● The tasks:
(1) List every parenthetical citation in the passage on Coney Island, in the order it appears.
(2) Copy word for word the part of the passage on Coney Island starting with "When Marsh proclaimed" and going on through "number. (Cautela 283-4)".

When Marsh turned his creative eye to Coney Island’s wild profusion, the codes of morality governing Nutley, New Jersey, or Yale University, were nowhere in sight. Pleasure-seeking beachgoers and a new society were revealed, literally and figuratively. Libated, liberated and uninhibited, revelers wantonly displayed their physical charms for all to see and appreciate. Millions poured onto the sand each summer, seeking to stake out a few square feet amid the masses. For the artist the sheer numbers were an attraction, for others it was a concern. Robert Moses, the Commissioner of New York’s Parks Department, decried the fact the overcrowded beaches afforded each sunbather less than the sixteen square feet required for a coffin! (Martin). Moses thought the congested skin show was repugnant: “It would seem that a community which calls itself civilized might do a little more by way of recreation for its citizens between the tight spaces of the cradle and the grave” (ibid.).
In fact, Moses had a point; the overcrowded beaches, heaving with wriggly bodies, were a cram packed, massive-scaled peepshow. But they were also much more. Shrewd visitors, like Marsh, recognized the rowdy, high-spirited summer invaders, “hell-bent for sun, sand, cheap thrills, and fast food,” represented a cross-section of New York’s plebian throngs, a microcosm of urban American culture (Carlin). Reporters described the diversity, “[y]oung girls in print ad muslin dresses, pinch-faced sheiks with glossy patent leather heads, stout women with many children, stolid laborers in heavy Sunday suits, Jews, Irish, Italians, converge nightly on the Island” (Gallico 40-1).
When Marsh proclaimed “I failed to find anything like [Coney Island] in Europe” (Reginald Marsh: Temperas), he echoed a reporter who, in 1925, accepted Coney Island as a paradigm of America’s democratic spirit:
When you bathe at Coney Island you bathe in the American Jordan. It is holy water. Nowhere else in the United States will you see so many races mingle in a common purpose for a common good. Democracy meets here and has its first interview skin to skin. The garments of Puritanism are given a kick that sends them flying before the winds. Here you find the real interpretation of the Declaration of Independence. The most good for the greatest number. (Cautela 283-4)

● Listed entries:
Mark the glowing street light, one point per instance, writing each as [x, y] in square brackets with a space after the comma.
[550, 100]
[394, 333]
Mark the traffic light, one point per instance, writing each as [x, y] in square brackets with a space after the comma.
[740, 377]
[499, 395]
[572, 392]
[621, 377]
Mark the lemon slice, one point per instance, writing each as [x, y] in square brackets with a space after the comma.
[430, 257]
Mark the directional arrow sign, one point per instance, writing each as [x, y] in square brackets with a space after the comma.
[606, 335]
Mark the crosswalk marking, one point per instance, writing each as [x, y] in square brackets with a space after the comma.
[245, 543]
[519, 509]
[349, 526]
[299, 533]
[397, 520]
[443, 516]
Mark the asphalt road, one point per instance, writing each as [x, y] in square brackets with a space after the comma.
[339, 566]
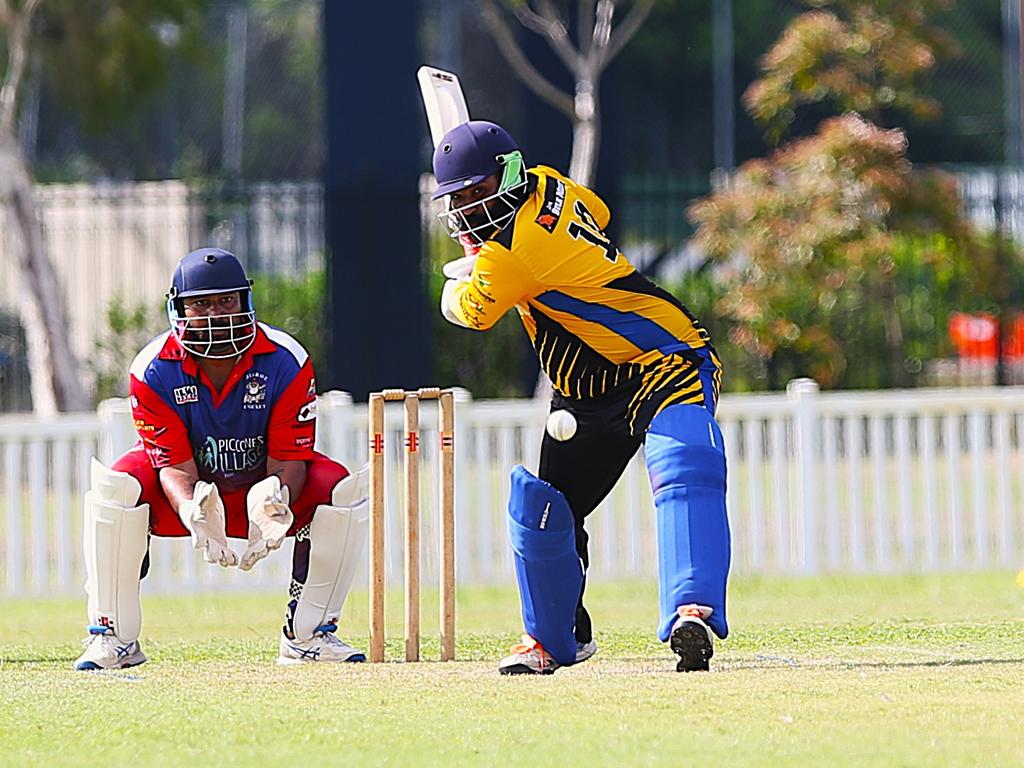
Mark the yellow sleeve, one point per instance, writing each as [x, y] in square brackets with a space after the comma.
[500, 281]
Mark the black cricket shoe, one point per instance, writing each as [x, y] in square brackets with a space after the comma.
[691, 640]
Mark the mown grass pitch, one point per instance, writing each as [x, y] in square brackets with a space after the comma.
[925, 671]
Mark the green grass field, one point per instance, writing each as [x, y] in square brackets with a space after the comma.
[923, 671]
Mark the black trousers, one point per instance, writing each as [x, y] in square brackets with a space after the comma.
[585, 469]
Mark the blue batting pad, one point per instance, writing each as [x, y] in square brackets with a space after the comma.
[542, 532]
[685, 456]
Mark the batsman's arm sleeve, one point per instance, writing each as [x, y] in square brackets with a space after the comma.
[498, 283]
[164, 434]
[292, 430]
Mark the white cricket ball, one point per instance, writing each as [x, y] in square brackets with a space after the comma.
[561, 425]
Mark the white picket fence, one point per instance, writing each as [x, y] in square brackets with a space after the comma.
[818, 482]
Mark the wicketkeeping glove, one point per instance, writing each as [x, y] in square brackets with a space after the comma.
[269, 519]
[204, 516]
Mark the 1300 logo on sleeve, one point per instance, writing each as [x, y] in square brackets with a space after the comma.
[184, 395]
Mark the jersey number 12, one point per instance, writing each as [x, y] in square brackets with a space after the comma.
[588, 229]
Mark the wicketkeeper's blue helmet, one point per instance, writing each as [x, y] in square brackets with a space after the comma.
[205, 272]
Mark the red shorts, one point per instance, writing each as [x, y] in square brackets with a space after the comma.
[322, 475]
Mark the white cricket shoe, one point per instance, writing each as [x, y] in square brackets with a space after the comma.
[691, 639]
[528, 657]
[323, 646]
[105, 651]
[585, 650]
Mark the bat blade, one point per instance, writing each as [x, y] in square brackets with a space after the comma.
[443, 100]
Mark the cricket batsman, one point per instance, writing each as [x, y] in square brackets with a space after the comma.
[225, 409]
[630, 366]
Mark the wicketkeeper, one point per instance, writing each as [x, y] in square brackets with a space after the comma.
[626, 359]
[225, 409]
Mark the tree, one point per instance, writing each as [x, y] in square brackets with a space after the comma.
[597, 43]
[867, 56]
[838, 258]
[115, 52]
[54, 379]
[825, 244]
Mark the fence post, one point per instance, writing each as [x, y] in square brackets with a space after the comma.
[117, 431]
[803, 393]
[465, 568]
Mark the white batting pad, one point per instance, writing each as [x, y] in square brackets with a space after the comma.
[337, 539]
[115, 542]
[353, 489]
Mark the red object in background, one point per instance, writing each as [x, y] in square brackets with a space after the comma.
[976, 335]
[1013, 339]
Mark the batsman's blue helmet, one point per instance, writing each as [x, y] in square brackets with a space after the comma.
[205, 272]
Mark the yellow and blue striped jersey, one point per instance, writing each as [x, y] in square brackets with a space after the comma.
[597, 325]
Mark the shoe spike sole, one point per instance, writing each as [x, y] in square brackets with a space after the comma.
[521, 669]
[691, 644]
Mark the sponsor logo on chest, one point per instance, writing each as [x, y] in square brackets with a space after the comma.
[184, 395]
[551, 210]
[255, 391]
[229, 455]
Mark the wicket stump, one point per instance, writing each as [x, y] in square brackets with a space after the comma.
[445, 430]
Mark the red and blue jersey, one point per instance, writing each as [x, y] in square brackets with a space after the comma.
[267, 408]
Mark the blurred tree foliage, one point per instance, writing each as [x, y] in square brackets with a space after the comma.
[868, 56]
[164, 118]
[835, 258]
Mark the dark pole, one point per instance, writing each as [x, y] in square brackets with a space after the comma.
[724, 110]
[378, 322]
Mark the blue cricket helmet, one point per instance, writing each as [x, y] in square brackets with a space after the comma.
[204, 272]
[468, 154]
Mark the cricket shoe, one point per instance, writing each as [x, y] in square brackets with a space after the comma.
[528, 657]
[691, 639]
[104, 651]
[323, 646]
[585, 650]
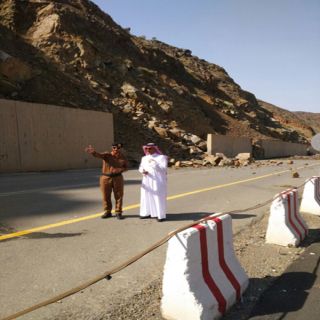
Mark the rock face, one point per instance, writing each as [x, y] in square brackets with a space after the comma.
[70, 53]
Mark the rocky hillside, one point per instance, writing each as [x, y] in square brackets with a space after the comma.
[313, 119]
[70, 53]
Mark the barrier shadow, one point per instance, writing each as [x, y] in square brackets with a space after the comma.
[272, 297]
[194, 216]
[242, 215]
[312, 237]
[288, 294]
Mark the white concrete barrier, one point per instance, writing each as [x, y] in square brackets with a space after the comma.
[286, 227]
[310, 202]
[202, 276]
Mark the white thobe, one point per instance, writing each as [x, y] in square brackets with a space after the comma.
[154, 186]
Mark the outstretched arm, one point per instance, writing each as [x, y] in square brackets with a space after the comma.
[90, 149]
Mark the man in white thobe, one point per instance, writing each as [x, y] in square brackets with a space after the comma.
[153, 167]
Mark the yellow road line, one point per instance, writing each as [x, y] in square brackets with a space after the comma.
[134, 206]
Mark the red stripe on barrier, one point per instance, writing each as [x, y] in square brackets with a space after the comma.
[234, 282]
[290, 217]
[205, 270]
[295, 212]
[317, 189]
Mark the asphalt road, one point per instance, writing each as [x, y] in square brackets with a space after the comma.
[64, 252]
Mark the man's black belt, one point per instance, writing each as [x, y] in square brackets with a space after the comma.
[112, 174]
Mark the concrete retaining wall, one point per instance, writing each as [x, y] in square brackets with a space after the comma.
[228, 145]
[44, 137]
[278, 149]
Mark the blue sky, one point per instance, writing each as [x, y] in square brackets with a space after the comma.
[269, 47]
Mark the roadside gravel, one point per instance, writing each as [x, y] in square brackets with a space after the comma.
[262, 262]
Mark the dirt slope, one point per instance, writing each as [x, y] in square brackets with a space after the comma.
[72, 54]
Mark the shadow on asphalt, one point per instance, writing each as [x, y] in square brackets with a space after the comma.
[313, 237]
[288, 294]
[44, 235]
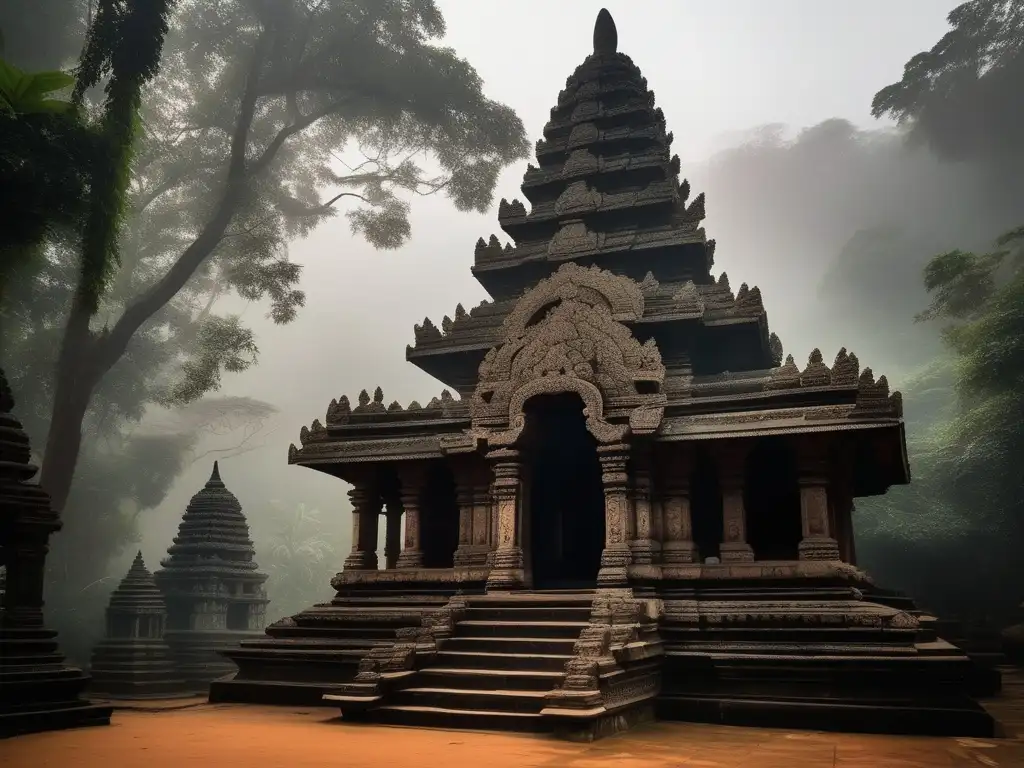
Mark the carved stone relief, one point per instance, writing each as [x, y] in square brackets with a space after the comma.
[566, 335]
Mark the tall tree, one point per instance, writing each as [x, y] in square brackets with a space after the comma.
[963, 96]
[254, 114]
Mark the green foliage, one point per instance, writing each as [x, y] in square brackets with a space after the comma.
[31, 93]
[963, 95]
[123, 44]
[44, 161]
[983, 296]
[300, 558]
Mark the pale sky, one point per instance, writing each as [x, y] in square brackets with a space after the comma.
[718, 69]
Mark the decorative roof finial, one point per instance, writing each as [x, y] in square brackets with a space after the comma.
[605, 36]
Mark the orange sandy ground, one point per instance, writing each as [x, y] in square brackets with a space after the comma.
[229, 736]
[193, 733]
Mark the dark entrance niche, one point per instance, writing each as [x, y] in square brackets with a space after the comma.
[439, 518]
[565, 494]
[771, 498]
[706, 506]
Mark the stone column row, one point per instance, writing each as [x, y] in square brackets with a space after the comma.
[367, 508]
[820, 521]
[506, 561]
[474, 522]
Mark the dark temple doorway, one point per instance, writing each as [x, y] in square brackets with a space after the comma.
[565, 495]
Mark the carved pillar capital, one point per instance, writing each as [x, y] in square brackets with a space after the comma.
[411, 479]
[730, 458]
[392, 536]
[366, 507]
[616, 556]
[643, 528]
[507, 562]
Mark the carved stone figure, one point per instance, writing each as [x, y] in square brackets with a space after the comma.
[631, 479]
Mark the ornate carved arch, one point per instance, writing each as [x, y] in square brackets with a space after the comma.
[566, 335]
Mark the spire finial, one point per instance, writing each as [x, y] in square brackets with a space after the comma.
[605, 36]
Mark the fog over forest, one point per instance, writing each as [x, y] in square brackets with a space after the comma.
[833, 213]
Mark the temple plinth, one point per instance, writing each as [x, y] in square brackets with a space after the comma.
[629, 496]
[211, 585]
[38, 691]
[133, 660]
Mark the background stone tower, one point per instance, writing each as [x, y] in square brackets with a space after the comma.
[133, 660]
[38, 691]
[214, 593]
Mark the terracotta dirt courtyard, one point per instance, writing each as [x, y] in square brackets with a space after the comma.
[229, 735]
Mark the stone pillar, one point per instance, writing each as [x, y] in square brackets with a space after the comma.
[731, 473]
[678, 547]
[392, 534]
[818, 542]
[464, 498]
[366, 509]
[616, 556]
[481, 521]
[23, 598]
[412, 486]
[507, 564]
[643, 544]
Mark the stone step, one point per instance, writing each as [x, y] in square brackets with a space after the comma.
[481, 679]
[530, 630]
[511, 644]
[519, 613]
[469, 659]
[532, 599]
[523, 701]
[436, 717]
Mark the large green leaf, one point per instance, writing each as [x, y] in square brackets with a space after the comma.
[26, 93]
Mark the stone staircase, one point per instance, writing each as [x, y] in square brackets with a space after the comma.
[506, 653]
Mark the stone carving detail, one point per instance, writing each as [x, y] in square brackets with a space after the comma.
[846, 370]
[512, 210]
[371, 407]
[873, 397]
[566, 335]
[492, 250]
[688, 299]
[427, 332]
[339, 411]
[749, 301]
[413, 646]
[816, 374]
[775, 347]
[785, 377]
[613, 662]
[573, 237]
[578, 199]
[649, 284]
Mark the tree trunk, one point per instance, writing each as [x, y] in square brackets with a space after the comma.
[76, 378]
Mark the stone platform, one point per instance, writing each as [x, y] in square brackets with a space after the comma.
[39, 692]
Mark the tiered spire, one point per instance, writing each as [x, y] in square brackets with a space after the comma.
[137, 592]
[133, 660]
[212, 529]
[213, 590]
[606, 181]
[49, 696]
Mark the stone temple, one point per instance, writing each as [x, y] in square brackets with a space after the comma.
[634, 508]
[133, 660]
[211, 584]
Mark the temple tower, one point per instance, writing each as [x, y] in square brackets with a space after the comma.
[213, 590]
[133, 660]
[38, 692]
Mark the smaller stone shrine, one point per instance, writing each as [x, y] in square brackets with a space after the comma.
[214, 593]
[133, 660]
[38, 691]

● Per-task outputs:
(1)
(Martin)
(ibid.)
(Carlin)
(Gallico 40-1)
(Reginald Marsh: Temperas)
(Cautela 283-4)

(2)
When Marsh proclaimed “I failed to find anything like [Coney Island] in Europe” (Reginald Marsh: Temperas), he echoed a reporter who, in 1925, accepted Coney Island as a paradigm of America’s democratic spirit:
When you bathe at Coney Island you bathe in the American Jordan. It is holy water. Nowhere else in the United States will you see so many races mingle in a common purpose for a common good. Democracy meets here and has its first interview skin to skin. The garments of Puritanism are given a kick that sends them flying before the winds. Here you find the real interpretation of the Declaration of Independence. The most good for the greatest number. (Cautela 283-4)